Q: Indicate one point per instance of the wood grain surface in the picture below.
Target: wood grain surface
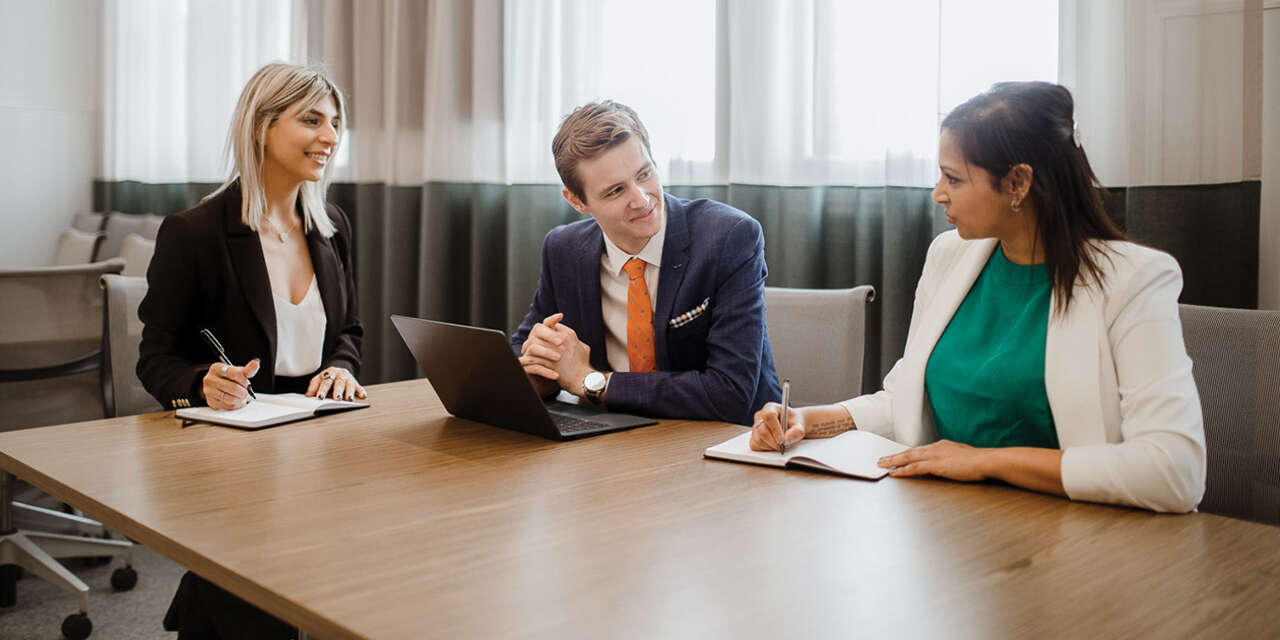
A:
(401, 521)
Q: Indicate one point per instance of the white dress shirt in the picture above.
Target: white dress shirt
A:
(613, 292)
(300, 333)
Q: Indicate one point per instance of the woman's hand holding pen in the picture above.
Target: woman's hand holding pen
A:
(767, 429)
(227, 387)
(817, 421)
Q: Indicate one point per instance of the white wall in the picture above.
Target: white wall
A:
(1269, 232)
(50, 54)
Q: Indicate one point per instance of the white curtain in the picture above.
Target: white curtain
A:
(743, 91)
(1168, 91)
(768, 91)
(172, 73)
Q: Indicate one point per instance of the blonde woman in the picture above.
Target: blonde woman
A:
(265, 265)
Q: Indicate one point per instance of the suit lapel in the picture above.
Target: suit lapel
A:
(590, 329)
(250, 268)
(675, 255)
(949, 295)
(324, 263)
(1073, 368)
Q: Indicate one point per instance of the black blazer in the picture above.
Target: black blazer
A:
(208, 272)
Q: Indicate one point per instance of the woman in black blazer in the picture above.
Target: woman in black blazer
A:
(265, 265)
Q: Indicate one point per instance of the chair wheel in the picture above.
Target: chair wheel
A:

· · · ·

EXERCISE. The answer must be the entries above, printed exactly, with no pictures.

PROBLEM SOLUTION.
Q: Indicate one point per instance of the wood grain surface in the picture below.
Target: wood grain surface
A:
(401, 521)
Q: Indicate one point per instance of the white dress shirt in the picture above.
Target: white dress shirt
A:
(613, 292)
(300, 333)
Q: Indicate one point per instance of the woman's hand holding pen in the picture above.
Target: woman's hand holding pen
A:
(767, 429)
(227, 387)
(817, 421)
Q: Indicate one point per instance of the white wall in the picture above.
Target: white wall
A:
(1269, 232)
(50, 54)
Q: Indicate one point per instance of the white curtain in the picture above.
Target: white curtain
A:
(743, 91)
(1168, 91)
(768, 91)
(172, 73)
Q: Indicate one point per instance of the blonde woman in the picture above.
Target: blonde woman
A:
(265, 265)
Q: Indicate one point per instance of the suit lapel in the picture above.
Target: suit lapel
A:
(590, 329)
(250, 268)
(675, 255)
(949, 295)
(324, 263)
(1073, 368)
Q: Indicate one point per instance of the black blazer in the picture above.
Target: black blazer
A:
(208, 272)
Q: Indicate one point per instance of the woman in black blazer in the picture above.
Target: woman in black blazer
A:
(265, 265)
Q: Indicate one point per instance of the chair wheel in the picture above.
Target: chair wheel
A:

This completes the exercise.